# [Task instructions]
Give the number of lines in the listing that contain the word "glass", and nothing besides.

Segment Start: Given information

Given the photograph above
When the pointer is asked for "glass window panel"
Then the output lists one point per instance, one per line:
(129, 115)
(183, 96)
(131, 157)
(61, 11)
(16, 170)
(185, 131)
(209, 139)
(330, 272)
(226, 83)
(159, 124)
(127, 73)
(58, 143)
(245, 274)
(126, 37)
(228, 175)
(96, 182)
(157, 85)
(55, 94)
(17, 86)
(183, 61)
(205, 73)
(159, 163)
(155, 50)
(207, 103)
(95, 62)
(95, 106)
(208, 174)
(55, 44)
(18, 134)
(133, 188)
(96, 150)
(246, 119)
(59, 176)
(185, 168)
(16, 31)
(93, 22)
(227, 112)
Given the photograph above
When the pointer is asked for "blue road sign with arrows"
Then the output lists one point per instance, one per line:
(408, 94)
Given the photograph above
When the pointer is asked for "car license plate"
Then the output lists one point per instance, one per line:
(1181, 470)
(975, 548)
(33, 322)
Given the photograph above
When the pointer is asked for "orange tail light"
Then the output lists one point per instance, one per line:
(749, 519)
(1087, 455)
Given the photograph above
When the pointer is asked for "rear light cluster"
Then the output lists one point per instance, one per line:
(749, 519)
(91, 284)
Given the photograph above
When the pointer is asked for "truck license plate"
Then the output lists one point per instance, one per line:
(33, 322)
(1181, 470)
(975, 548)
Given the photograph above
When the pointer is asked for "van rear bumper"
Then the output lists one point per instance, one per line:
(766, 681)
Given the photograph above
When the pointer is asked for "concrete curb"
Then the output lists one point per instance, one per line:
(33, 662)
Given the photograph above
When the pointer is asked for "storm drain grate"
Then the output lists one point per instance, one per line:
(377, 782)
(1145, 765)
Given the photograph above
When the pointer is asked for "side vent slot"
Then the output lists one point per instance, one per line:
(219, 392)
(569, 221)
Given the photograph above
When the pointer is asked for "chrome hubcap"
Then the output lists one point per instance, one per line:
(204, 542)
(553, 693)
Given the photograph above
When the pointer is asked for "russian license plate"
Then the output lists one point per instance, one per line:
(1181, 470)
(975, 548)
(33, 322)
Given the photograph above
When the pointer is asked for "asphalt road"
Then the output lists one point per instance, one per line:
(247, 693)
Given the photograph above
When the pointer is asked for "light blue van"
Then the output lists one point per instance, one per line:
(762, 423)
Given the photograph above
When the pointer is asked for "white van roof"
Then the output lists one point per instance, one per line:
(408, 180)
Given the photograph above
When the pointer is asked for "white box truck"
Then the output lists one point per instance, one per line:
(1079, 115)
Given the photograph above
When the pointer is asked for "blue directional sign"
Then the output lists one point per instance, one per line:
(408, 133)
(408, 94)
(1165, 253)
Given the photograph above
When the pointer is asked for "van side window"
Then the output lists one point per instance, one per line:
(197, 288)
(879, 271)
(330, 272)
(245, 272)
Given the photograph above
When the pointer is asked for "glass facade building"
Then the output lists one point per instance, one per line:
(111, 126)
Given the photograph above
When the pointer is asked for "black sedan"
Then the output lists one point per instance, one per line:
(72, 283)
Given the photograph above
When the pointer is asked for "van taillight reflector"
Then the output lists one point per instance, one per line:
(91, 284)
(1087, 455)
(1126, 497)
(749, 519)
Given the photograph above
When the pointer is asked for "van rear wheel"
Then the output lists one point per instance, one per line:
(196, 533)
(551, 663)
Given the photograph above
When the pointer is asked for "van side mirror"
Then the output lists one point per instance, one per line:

Segment End: Given information

# [Answer space]
2